* BEGIN DATASET ROWS *

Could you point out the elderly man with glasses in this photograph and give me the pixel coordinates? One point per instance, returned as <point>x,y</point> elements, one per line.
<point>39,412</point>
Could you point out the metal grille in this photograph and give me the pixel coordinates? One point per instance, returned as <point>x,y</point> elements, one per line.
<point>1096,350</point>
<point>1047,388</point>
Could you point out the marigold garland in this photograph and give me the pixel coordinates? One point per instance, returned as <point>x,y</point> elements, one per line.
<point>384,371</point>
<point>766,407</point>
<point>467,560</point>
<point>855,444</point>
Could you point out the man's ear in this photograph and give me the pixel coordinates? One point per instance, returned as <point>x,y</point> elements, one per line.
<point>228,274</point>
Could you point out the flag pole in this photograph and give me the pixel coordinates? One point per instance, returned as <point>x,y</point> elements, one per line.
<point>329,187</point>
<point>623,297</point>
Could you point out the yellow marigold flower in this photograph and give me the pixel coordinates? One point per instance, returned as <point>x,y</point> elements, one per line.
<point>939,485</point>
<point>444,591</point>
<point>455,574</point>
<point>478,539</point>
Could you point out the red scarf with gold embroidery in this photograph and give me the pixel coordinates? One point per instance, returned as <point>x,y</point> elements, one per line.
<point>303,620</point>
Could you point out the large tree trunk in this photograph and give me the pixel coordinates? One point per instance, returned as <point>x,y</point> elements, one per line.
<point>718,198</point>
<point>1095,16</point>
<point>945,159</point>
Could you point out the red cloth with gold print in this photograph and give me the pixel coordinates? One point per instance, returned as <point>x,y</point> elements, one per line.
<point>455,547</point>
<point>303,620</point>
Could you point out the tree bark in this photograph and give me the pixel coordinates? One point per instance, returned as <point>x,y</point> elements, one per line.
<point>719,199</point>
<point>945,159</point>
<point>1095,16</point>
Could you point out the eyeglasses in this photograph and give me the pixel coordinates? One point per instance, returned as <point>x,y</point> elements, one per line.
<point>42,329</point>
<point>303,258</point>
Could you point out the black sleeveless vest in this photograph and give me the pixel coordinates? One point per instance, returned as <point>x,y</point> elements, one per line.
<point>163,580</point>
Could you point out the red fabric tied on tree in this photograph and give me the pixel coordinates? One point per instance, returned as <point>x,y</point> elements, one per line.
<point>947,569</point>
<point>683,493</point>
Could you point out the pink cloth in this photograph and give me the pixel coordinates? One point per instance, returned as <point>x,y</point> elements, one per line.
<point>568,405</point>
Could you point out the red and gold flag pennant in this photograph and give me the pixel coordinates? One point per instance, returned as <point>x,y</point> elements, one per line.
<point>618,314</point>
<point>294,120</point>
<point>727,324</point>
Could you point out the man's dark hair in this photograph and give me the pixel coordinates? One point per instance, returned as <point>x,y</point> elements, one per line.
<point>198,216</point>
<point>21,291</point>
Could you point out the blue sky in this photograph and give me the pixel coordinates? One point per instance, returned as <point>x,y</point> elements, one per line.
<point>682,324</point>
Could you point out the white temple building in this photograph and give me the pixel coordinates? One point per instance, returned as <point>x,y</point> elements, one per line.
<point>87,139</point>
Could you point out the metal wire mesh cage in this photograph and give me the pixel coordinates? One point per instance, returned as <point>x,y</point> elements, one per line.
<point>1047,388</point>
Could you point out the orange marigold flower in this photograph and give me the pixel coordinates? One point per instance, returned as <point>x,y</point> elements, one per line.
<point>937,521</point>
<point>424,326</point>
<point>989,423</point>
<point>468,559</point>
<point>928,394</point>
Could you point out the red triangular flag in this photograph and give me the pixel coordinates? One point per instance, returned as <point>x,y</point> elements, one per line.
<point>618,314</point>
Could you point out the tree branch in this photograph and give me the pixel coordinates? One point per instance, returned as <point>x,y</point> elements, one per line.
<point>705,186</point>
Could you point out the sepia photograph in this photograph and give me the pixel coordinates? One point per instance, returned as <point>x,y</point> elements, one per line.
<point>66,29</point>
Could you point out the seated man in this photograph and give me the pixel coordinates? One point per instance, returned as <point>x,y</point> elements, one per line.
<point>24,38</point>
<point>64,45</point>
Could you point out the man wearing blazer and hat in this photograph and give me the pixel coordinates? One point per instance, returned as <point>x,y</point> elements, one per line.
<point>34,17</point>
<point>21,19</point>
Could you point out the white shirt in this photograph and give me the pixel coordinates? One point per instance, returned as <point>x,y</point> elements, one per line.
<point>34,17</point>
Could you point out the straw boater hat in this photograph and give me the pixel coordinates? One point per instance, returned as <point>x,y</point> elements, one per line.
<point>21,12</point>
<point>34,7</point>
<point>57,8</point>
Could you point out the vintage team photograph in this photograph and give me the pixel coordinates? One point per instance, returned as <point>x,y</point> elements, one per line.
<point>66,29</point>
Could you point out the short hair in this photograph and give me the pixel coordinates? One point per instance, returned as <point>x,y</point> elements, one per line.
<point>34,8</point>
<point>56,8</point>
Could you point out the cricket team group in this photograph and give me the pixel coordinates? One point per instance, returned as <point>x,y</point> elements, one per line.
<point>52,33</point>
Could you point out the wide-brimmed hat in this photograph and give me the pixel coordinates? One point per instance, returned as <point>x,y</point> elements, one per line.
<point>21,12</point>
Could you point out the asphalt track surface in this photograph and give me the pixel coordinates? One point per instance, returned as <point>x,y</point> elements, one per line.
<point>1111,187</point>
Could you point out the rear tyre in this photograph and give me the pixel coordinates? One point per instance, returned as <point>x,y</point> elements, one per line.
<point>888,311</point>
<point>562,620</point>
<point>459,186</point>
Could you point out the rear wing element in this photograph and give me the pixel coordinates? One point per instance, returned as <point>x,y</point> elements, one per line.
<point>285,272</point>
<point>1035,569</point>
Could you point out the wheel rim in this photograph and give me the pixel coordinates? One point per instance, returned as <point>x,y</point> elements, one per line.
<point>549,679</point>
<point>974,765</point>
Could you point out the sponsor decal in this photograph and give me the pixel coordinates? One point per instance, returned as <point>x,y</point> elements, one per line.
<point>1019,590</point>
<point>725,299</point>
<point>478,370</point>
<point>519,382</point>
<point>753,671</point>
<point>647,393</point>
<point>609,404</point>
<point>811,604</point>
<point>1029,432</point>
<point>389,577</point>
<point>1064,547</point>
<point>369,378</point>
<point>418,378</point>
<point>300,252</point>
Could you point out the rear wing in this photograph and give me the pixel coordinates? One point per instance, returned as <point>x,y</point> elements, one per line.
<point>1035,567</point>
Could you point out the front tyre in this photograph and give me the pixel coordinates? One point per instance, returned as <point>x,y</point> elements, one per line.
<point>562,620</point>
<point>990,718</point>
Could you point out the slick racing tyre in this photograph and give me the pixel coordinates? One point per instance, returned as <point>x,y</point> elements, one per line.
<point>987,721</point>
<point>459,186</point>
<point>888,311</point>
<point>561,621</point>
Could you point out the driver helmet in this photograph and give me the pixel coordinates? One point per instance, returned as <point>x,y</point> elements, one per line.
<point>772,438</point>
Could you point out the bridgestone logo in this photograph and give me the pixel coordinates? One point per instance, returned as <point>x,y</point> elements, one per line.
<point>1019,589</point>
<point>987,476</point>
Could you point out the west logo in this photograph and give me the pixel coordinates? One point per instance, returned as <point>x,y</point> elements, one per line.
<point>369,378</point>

* END DATASET ROWS *

(EXERCISE GOAL)
Arrange every line of the records above as a two-column Markdown table headed Row and Line. Number the rows in order and leave out any blank lines.

(TASK SOLUTION)
| Row | Line |
|---|---|
| 1 | Could you point out the elderly man with glasses in this photograph and give me the pixel coordinates? One point per instance, returned as <point>x,y</point> elements, one per line. |
| 2 | <point>39,412</point> |
| 3 | Could you point out the metal grille in this photograph and give me the pixel coordinates? One point per instance, returned as <point>x,y</point> elements, one per line. |
| 4 | <point>1096,350</point> |
| 5 | <point>1047,388</point> |
| 6 | Could you point out the marigold garland in this photograph and give me the pixel coordinates? One point per instance, returned as <point>x,y</point> elements, one per line. |
| 7 | <point>384,371</point> |
| 8 | <point>766,407</point> |
| 9 | <point>467,560</point> |
| 10 | <point>855,444</point> |
| 11 | Could you point out the man's ear in this photograph and give me the pixel coordinates? One point per instance, returned as <point>x,y</point> elements, one per line. |
| 12 | <point>228,274</point> |
| 13 | Could you point out the flag pole in this photograph and give me the pixel coordinates? One point per instance, returned as <point>x,y</point> elements, one per line. |
| 14 | <point>329,187</point> |
| 15 | <point>623,297</point> |
| 16 | Could you point out the yellow marigold flower in this photograph and give me the pixel coordinates? One point per instance, returned as <point>x,y</point> elements, one per line. |
| 17 | <point>939,485</point> |
| 18 | <point>444,591</point> |
| 19 | <point>455,574</point> |
| 20 | <point>478,539</point> |
| 21 | Could you point out the red scarf with gold embroidery in this photograph and give me the pixel coordinates? One point per instance, returned as <point>x,y</point> elements, one per line. |
| 22 | <point>303,620</point> |
| 23 | Could you point out the large tree trunk in this photograph and give me the pixel coordinates? One point per instance, returned as <point>x,y</point> elements, one per line. |
| 24 | <point>718,198</point> |
| 25 | <point>1095,16</point> |
| 26 | <point>945,159</point> |
| 27 | Could you point out the red cloth with gold print in this photograph and give me the pixel coordinates? One point per instance, returned as <point>x,y</point> elements, one per line. |
| 28 | <point>455,547</point> |
| 29 | <point>303,620</point> |
| 30 | Could you point out the tree bark in this photograph and give me the pixel coordinates? One point per instance, returned as <point>x,y</point> elements, one per line. |
| 31 | <point>719,199</point> |
| 32 | <point>945,159</point> |
| 33 | <point>1095,16</point> |
| 34 | Could you point out the eyeglasses in this photograph and give me the pixel coordinates? One point per instance, returned as <point>x,y</point> elements, one per line. |
| 35 | <point>42,329</point> |
| 36 | <point>303,258</point> |
| 37 | Could you point out the black sleeveless vest in this photograph and give me the pixel coordinates? One point per instance, returned as <point>x,y</point> elements, one per line. |
| 38 | <point>163,580</point> |
| 39 | Could you point out the red fabric tied on tree in this photograph and give me the pixel coordinates? One point per instance, returned as <point>x,y</point> elements, one per line. |
| 40 | <point>947,569</point> |
| 41 | <point>683,493</point> |
| 42 | Could you point out the pink cloth in this photograph and give me the pixel coordinates? One point per instance, returned as <point>x,y</point> elements, one per line. |
| 43 | <point>568,405</point> |
| 44 | Could you point out the red and gold flag pennant in this photograph and give me the pixel coordinates? One point per instance, returned as <point>x,y</point> elements, one per line. |
| 45 | <point>618,314</point> |
| 46 | <point>294,120</point> |
| 47 | <point>727,324</point> |
| 48 | Could you point out the man's dark hair in this photograph and give me the pixel coordinates? One point per instance, returned as <point>x,y</point> elements, one per line. |
| 49 | <point>198,216</point> |
| 50 | <point>21,291</point> |
| 51 | Could you point out the blue sky in this photograph and give me the pixel coordinates? One point per instance, returned as <point>x,y</point> elements, one per line. |
| 52 | <point>682,324</point> |
| 53 | Could you point out the white temple building in this photograph and give me the pixel coordinates? One point per instance, returned as <point>x,y</point> elements, one per line. |
| 54 | <point>87,139</point> |
| 55 | Could you point out the metal wire mesh cage in this photograph and give me the pixel coordinates? One point per instance, returned as <point>x,y</point> elements, one per line. |
| 56 | <point>1047,388</point> |
| 57 | Could you point out the orange marigold flower in this photograph and give me the pixel coordinates? One point per instance, returned as <point>x,y</point> elements, one per line. |
| 58 | <point>937,521</point> |
| 59 | <point>424,326</point> |
| 60 | <point>989,423</point> |
| 61 | <point>468,559</point> |
| 62 | <point>928,394</point> |
| 63 | Could you point out the red triangular flag in this photograph and give me the pixel coordinates? One point per instance, returned as <point>x,y</point> elements, one per line. |
| 64 | <point>618,314</point> |
| 65 | Could you point out the tree branch in this photograph and give me the pixel coordinates? One point per instance, returned as <point>x,y</point> elements, one per line. |
| 66 | <point>705,186</point> |
| 67 | Could you point out the sepia photograph in this photograph and give me the pixel coordinates? One point per instance, returned as <point>x,y</point> elements, one per line. |
| 68 | <point>66,29</point> |
| 69 | Could you point out the seated man in this photograph and give me the pixel coordinates? One point per instance, returned as <point>x,y</point> elements, one per line. |
| 70 | <point>24,38</point> |
| 71 | <point>64,45</point> |
| 72 | Could you point out the man wearing blazer and hat in this photograph and give me the pixel coordinates? One point per instance, returned as <point>x,y</point> elements, one per line. |
| 73 | <point>34,17</point> |
| 74 | <point>21,19</point> |
| 75 | Could you point out the white shirt in this photograph and give me the pixel coordinates? One point per instance, returned as <point>x,y</point> elements, one per line. |
| 76 | <point>34,17</point> |
| 77 | Could you point out the straw boater hat in this photograph and give me the pixel coordinates? One point per instance, returned as <point>x,y</point> elements, one per line. |
| 78 | <point>21,12</point> |
| 79 | <point>34,7</point> |
| 80 | <point>57,8</point> |
| 81 | Could you point out the vintage team photograph in this photograph and give me the pixel coordinates? One point per instance, returned as <point>x,y</point> elements, one per line. |
| 82 | <point>66,29</point> |
| 83 | Could you point out the short hair in this photograph and give me the pixel coordinates? One point per instance, returned as <point>x,y</point> elements, one per line. |
| 84 | <point>34,8</point> |
| 85 | <point>56,8</point> |
| 86 | Could you point out the cricket team group in this photograph and give me the pixel coordinates? One point per instance, returned as <point>x,y</point> elements, one per line. |
| 87 | <point>52,33</point> |
| 88 | Could you point out the wide-brimmed hat in this photograph and give me the pixel coordinates? One point per instance, returned as <point>x,y</point> elements, one per line. |
| 89 | <point>21,12</point> |
| 90 | Could you point out the asphalt track surface in this photograph and give me the pixel coordinates? One point per instance, returned as <point>x,y</point> elements, one per line. |
| 91 | <point>1111,187</point> |
| 92 | Could you point out the rear tyre in this photograph and give me the pixel coordinates? One point per instance, returned as <point>x,y</point> elements, one per line. |
| 93 | <point>888,311</point> |
| 94 | <point>562,620</point> |
| 95 | <point>459,186</point> |
| 96 | Could you point out the rear wing element in this photograph and give me the pixel coordinates? One point per instance, returned as <point>x,y</point> elements, one per line. |
| 97 | <point>285,272</point> |
| 98 | <point>1035,569</point> |
| 99 | Could you point out the wheel rim in this photograph and give me the pixel coordinates? One point per instance, returned as <point>x,y</point> elements, one per line. |
| 100 | <point>549,679</point> |
| 101 | <point>974,765</point> |
| 102 | Could you point out the sponsor decal in this photograph and give me the pixel coordinates? One point per instance, returned as <point>x,y</point> elements, one per line. |
| 103 | <point>1019,590</point> |
| 104 | <point>725,299</point> |
| 105 | <point>478,370</point> |
| 106 | <point>519,382</point> |
| 107 | <point>753,671</point> |
| 108 | <point>647,393</point> |
| 109 | <point>609,404</point> |
| 110 | <point>811,604</point> |
| 111 | <point>1029,432</point> |
| 112 | <point>389,577</point> |
| 113 | <point>1064,547</point> |
| 114 | <point>369,378</point> |
| 115 | <point>418,378</point> |
| 116 | <point>300,252</point> |
| 117 | Could you point out the rear wing in this photograph and give me the pixel coordinates? One point per instance, returned as <point>x,y</point> elements, one per line. |
| 118 | <point>1035,567</point> |
| 119 | Could you point out the front tyre in this photograph and give me the pixel coordinates? One point per instance, returned as <point>x,y</point> elements, one per line. |
| 120 | <point>562,620</point> |
| 121 | <point>990,718</point> |
| 122 | Could you point out the slick racing tyre in this photograph and give me the pixel coordinates? One point per instance, returned as <point>x,y</point> elements, one per line. |
| 123 | <point>987,721</point> |
| 124 | <point>459,186</point> |
| 125 | <point>888,311</point> |
| 126 | <point>561,621</point> |
| 127 | Could you point out the driver helmet in this photograph and give me the pixel coordinates? One point per instance, returned as <point>x,y</point> elements, one per line. |
| 128 | <point>772,438</point> |
| 129 | Could you point out the bridgestone logo in this photograph and give me the pixel coordinates? One point per instance, returned as <point>x,y</point> elements, one per line. |
| 130 | <point>1019,589</point> |
| 131 | <point>987,476</point> |
| 132 | Could you point out the west logo in this photograph and give me the pixel coordinates? One point per instance, returned as <point>x,y</point> elements, one per line. |
| 133 | <point>369,378</point> |